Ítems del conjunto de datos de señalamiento
───

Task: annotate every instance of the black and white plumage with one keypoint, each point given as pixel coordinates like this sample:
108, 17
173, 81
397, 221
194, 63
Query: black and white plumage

───

● Consigna: Reescribe todas las líneas de los ítems como una tabla en Markdown con dos columnas, «n» para el número de fila y «Línea» para el texto de cada línea. Omite las líneas en blanco.

● Respuesta:
| n | Línea |
|---|---|
| 1 | Task: annotate every instance of the black and white plumage with one keypoint, each point given as pixel coordinates like this sample: |
| 2 | 108, 17 |
| 3 | 173, 81 |
| 4 | 397, 221 |
| 5 | 194, 63 |
| 6 | Query: black and white plumage |